**What to work on**
Resume the trial registration below, which covers strategic bullshit in a common-pool resource game, and carry it on from its final heading.

**Reading passage**
----------

Other Primary Investigator(s)

PI Affiliation
Otto von Guericke University Magdeburg
PI Affiliation
Otto von Guericke University Magdeburg

Additional Trial Information

Status
In development
Start date
2026-05-06
End date
2027-05-06
Secondary IDs
Prior work
This trial does not extend or rely on any prior RCTs.
Abstract
Strategic bullshit, defined as uninformed, but goal-oriented communication, is assumed to affect the behavior of the recipients (Frankfurt 2005). We conduct lab experiments to assess, whether the strategic bullshit broadcasted by a sender can sway the participants in a common-pool resource (CPR) game to adapt their extraction levels. The CPR has an unknown tipping-point. If total extraction surpasses the tipping-point, the resource’s regeneration rate falls to a low level. The senders either receive a bonus, if the tipping-point is surpassed (“pro-depletion”), or if it is not surpassed (“pro-sustainability”). Hence, even if they are not informed on the tipping-point, the senders may attempt to communicate strategically to achieve their pro-depletion or pro-sustainability goal. The CPR participants are neither informed on the type of sender they are matched to, nor on the exact level of the tipping-point. However, in some treatments, the CPR participants know that the sender is not informed of the tipping-point (“uninformed sender”), while in others they know that the sender is informed (“informed sender”). Comparing the effect of the messages sent by the uninformed versus the informed senders, we can estimate the power of strategic bullshit.
External Link(s)

Registration Citation

Citation
Bechdolf, Mathilde Lea Editha, Jannik Thomas Greif and Abdolkarim Sadrieh. 2026. "Something Always Sticks – Strategic Bullshit and the Reliance on Uninformed Sources." AEA RCT Registry. May 27. https://doi.org/10.1257/rct.18403-1.0
Experimental Details

Interventions

Intervention(s)
Participants take part in a common-pool resource (CPR) game in groups of three, in which they repeatedly decide how many units to extract from a shared resource with an unknown tipping point. Prior to the CPR game, groups listen to an audio message recorded by a sender. Participants are told that senders are financially incentivized to either promote depletion or sustainability of the resource, but are not informed about which incentive their specific sender faces. Participants are however told whether their sender was informed or uninformed about the tipping point. Groups play in total 4 CPR games with 15 periods each. Some groups receive no messages and serve as a baseline.
Intervention Start Date
2026-05-06
Intervention End Date
2027-05-06

Primary Outcomes

Primary Outcomes (end points)

----------

**Rows**
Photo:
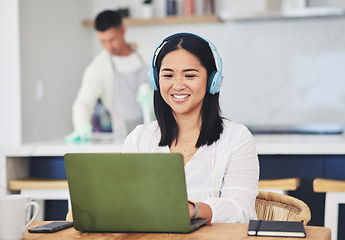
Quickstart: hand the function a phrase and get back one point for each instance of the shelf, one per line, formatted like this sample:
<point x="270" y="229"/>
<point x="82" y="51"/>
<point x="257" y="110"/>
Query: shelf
<point x="166" y="20"/>
<point x="308" y="12"/>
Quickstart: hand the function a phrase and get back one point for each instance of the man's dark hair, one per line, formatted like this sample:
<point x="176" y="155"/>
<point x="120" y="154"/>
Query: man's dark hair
<point x="108" y="19"/>
<point x="212" y="122"/>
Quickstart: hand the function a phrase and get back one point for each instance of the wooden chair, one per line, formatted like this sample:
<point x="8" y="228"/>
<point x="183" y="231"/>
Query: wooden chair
<point x="335" y="195"/>
<point x="40" y="190"/>
<point x="279" y="207"/>
<point x="279" y="185"/>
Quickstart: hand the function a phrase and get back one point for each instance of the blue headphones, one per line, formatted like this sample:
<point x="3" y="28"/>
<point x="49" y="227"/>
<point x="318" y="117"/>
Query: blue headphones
<point x="215" y="80"/>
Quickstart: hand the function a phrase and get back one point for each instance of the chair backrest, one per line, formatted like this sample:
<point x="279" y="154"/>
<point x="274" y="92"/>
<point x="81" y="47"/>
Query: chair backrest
<point x="278" y="207"/>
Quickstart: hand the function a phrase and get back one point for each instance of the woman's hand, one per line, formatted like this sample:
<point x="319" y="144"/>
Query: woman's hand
<point x="203" y="210"/>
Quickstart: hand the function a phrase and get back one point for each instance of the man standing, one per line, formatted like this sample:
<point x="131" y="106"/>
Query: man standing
<point x="114" y="76"/>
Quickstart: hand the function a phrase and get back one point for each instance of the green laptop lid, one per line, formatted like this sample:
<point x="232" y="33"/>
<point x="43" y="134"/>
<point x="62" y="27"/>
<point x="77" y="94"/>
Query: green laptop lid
<point x="128" y="192"/>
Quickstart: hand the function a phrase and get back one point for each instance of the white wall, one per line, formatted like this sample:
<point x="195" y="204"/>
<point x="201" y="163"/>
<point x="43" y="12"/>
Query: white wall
<point x="55" y="49"/>
<point x="10" y="120"/>
<point x="275" y="72"/>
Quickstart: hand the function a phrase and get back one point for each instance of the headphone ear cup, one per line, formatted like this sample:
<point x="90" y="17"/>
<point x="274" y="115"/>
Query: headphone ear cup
<point x="153" y="79"/>
<point x="210" y="81"/>
<point x="214" y="82"/>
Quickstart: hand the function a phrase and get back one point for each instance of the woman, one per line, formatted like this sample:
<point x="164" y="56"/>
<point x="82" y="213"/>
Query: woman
<point x="221" y="163"/>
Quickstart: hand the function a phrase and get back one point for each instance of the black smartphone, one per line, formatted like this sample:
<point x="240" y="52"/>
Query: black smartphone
<point x="51" y="227"/>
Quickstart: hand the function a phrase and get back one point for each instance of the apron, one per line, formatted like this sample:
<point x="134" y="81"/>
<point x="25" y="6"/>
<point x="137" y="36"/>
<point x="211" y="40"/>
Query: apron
<point x="127" y="113"/>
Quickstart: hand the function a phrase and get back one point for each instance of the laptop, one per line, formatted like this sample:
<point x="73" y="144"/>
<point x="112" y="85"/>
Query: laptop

----------

**Task answer**
Individual extraction level and implemented group extraction level in the common-pool resource game.
Primary Outcomes (explanation)
Extraction is measured at two levels. First, the individual extraction choice, defined as the number of units each participant submits in each of the 15 periods per game. Second, the implemented group extraction level, defined as the median of the three group members' individual choices, which determines the actual extraction outcome for all group members in that period. Both outcomes are directly observed in the experiment.

Secondary Outcomes

Secondary Outcomes (end points)
Socio-demographic characteristics (e.g. age, gender, field of study), social preferences (e.g. risk preferences, trust, altruism), and cultural variables (e.g. power distance, collectivism).
Secondary Outcomes (explanation)

Experimental Design

Experimental Design
The experiment consists of three phases, each conducted in the laboratory with separate subject pools. In Phase 1, 40 speakers are recruited and each records messages for 6 scenarios, varying in the information available to the sender and the sender's financial incentives. In Phase 2, 36 raters evaluate 20 audio messages each, with each message rated by at least 3 raters. Raters are financially incentivized based on agreement with other raters. In Phase 3, 100 groups of 3 players (300 players total) participate in common-pool resource games. 20 groups serve as a control treatment and receive no audio messages.
Experimental Design Details
Not available
Randomization Method
Subjects are recruited electronically and randomly assigned to treatments. Scenario assignment within sessions is conducted automatically by the experimental software.
Randomization Unit
Groups of three subjects are randomly assigned to treatments and scenarios.
Was the treatment clustered?
Yes

Experiment Characteristics

Sample size: planned number of clusters
Phase 3: 100 groups of 3 players
Sample size: planned number of observations
Phase 3: 80 treatment groups and 20 control groups play the 15 period CPR game 4 times, resulting in 6,000 median extractions (100 groups × 4 games × 15 periods) and 18,000 individual extraction decisions (300 players × 4 games × 15 periods).
Sample size (or number of clusters) by treatment arms
Phase 3: 100 groups of 3 players each will be recruited, resulting in 300 players. 20 groups are assigned to the control treatment. The remaining 80 treatment groups are distributed across the four treatment conditions (informed pro-sustainability, informed pro-depletion, uninformed pro-sustainability, uninformed pro-depletion), with 20 groups per condition.
Minimum detectable effect size for main outcomes (accounting for sample design and clustering)
Phase 3 recruits N = 100 groups (300 participants), allocated as 20 groups to each of 5 conditions: control plus four treatments in a 2×2 design (Information × Incentive). A priori power analysis (G*Power 3.1, two-sample t-test, two-sided, α = 0.05, 1−β = 0.80) shows that the primary contrast H2 (Informed vs. Uninformed, pooled across incentive: 40 vs. 40 groups) detects d = 0.65, and H1 (Uninformed vs. Control: 40 vs. 20 groups) detects d = 0.76. These effect sizes represent conservative estimates, as the regression analyses exploit the full panel structure of the data (15 periods × 4 games per group), which substantially increases statistical power relative to the group-level t-tests.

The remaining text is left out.